# Aim of the task
Quote the lines from the line holding "The component shall return one point per instance of the moored" to the very end of the listing, exactly, and no others.
[Begin Data supplied]
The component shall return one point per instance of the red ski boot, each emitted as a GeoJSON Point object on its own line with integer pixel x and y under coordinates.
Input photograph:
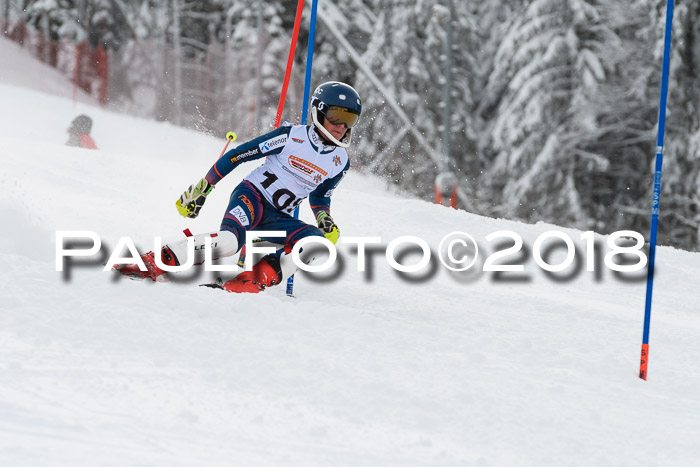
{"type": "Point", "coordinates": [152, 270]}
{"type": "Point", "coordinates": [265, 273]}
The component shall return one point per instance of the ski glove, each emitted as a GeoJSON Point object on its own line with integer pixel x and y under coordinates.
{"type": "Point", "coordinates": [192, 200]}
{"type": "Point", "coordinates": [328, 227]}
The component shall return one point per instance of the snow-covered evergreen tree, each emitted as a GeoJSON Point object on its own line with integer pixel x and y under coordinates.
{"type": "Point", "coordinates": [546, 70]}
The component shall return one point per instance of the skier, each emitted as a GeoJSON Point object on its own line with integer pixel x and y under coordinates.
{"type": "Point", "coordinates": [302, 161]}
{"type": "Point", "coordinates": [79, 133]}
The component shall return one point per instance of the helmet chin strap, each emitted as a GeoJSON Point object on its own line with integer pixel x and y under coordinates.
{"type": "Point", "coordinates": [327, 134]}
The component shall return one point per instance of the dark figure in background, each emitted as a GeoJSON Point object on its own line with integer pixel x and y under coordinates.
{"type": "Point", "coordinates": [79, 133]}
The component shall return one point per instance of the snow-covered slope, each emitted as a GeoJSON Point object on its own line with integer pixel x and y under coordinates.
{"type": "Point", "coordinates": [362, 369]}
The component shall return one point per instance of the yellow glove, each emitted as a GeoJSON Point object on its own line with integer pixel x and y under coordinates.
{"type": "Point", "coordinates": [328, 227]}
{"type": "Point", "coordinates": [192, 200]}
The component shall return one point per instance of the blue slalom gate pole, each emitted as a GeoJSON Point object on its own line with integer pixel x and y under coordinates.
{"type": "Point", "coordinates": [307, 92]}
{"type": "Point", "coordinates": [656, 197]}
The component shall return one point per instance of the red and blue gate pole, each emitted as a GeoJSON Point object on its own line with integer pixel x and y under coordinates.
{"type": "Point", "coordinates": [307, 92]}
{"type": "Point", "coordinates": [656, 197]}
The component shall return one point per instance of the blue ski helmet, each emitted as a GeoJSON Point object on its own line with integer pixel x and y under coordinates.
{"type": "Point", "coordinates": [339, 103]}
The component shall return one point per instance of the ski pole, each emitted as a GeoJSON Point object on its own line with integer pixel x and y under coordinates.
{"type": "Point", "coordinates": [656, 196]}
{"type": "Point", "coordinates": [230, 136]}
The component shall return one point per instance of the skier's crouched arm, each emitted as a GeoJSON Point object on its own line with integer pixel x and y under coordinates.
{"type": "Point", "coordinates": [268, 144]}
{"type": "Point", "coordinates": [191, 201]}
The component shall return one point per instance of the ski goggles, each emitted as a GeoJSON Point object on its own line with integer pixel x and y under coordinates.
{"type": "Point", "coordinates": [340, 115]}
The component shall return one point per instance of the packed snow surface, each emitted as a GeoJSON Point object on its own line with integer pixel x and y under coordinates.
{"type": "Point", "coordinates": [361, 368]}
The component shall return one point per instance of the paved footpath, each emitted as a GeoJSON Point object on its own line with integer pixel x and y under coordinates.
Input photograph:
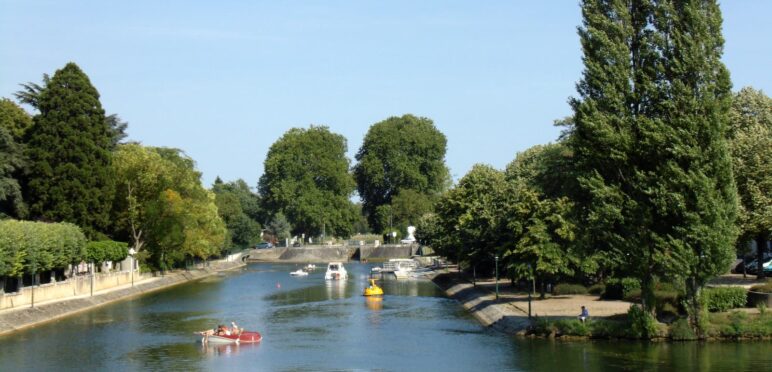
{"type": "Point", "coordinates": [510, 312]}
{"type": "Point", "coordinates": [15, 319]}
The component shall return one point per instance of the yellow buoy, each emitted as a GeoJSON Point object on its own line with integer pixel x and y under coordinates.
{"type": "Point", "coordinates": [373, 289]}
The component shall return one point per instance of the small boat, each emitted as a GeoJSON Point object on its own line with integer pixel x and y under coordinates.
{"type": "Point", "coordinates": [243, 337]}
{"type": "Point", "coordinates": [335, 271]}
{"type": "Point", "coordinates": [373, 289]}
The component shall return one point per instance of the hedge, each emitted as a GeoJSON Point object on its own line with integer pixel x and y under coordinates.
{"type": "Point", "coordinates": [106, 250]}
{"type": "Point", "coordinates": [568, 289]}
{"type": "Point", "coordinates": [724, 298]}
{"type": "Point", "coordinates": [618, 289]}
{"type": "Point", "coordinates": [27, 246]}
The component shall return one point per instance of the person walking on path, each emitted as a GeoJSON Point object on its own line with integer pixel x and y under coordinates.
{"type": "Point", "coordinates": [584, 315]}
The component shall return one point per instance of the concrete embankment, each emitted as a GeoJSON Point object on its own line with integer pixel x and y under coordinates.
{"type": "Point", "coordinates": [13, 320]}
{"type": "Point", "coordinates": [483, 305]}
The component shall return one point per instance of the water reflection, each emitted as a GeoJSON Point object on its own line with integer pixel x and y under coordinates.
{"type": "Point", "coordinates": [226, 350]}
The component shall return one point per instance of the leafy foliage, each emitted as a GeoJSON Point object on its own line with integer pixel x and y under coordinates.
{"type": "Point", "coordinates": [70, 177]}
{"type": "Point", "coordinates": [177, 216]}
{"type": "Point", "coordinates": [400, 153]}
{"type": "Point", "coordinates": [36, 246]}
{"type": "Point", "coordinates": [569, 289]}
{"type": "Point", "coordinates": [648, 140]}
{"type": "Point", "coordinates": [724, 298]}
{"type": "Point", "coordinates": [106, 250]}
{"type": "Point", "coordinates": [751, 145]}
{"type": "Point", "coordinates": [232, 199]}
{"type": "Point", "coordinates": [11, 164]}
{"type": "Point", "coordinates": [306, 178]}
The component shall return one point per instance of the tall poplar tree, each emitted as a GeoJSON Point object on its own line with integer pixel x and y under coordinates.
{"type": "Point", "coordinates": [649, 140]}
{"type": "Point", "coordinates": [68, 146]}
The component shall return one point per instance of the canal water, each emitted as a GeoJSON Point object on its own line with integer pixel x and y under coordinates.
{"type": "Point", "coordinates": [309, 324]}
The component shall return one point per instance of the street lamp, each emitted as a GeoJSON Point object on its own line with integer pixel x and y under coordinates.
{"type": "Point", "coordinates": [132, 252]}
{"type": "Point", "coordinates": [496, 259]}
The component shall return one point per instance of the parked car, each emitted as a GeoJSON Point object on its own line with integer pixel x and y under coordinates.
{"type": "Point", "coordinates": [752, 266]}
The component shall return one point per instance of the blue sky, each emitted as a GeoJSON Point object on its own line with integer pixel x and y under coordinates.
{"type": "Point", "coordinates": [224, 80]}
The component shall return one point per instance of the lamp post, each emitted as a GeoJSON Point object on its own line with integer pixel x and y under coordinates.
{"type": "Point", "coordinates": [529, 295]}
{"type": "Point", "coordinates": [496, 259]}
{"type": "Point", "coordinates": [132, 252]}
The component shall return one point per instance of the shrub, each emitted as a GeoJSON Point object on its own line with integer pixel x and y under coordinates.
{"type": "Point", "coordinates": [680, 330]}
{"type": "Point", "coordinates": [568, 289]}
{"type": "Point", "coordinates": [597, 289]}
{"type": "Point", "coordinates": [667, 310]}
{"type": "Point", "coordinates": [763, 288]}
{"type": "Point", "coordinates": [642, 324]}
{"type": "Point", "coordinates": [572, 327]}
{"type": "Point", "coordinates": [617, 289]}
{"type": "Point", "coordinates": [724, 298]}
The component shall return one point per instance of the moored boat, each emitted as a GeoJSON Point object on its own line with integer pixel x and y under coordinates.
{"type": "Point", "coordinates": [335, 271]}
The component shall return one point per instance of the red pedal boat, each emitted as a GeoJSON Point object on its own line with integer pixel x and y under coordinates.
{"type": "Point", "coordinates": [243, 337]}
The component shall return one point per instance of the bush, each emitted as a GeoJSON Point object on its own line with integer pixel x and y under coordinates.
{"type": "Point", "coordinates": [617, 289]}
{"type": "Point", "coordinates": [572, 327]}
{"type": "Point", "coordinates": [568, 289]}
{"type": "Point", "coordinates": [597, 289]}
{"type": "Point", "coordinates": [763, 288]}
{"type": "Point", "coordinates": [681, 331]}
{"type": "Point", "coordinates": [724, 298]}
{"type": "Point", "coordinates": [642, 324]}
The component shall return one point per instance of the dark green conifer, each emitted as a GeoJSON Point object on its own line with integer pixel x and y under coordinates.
[End Data supplied]
# Result of this exercise
The component shall return one point per instance of the moored boat, each emitted as a GeoJSON Point object on its own line with integer pixel x and y under coordinates.
{"type": "Point", "coordinates": [335, 271]}
The component shall return one point per instance of the red pedal boat, each emitted as a GeoJSON Point object on its own line with integer pixel x and y under coordinates.
{"type": "Point", "coordinates": [243, 337]}
The component shall return one point per instance of the bush, each emitted as a GeoJSON Point object on its own line with integer pixel x and y under coordinates.
{"type": "Point", "coordinates": [617, 289]}
{"type": "Point", "coordinates": [572, 327]}
{"type": "Point", "coordinates": [568, 289]}
{"type": "Point", "coordinates": [597, 289]}
{"type": "Point", "coordinates": [763, 288]}
{"type": "Point", "coordinates": [681, 331]}
{"type": "Point", "coordinates": [724, 298]}
{"type": "Point", "coordinates": [642, 324]}
The component shall return one point per instance of the dark green conifer, each emitted as a GeoJSON Point object on its own line with integer pixel x and y under coordinates.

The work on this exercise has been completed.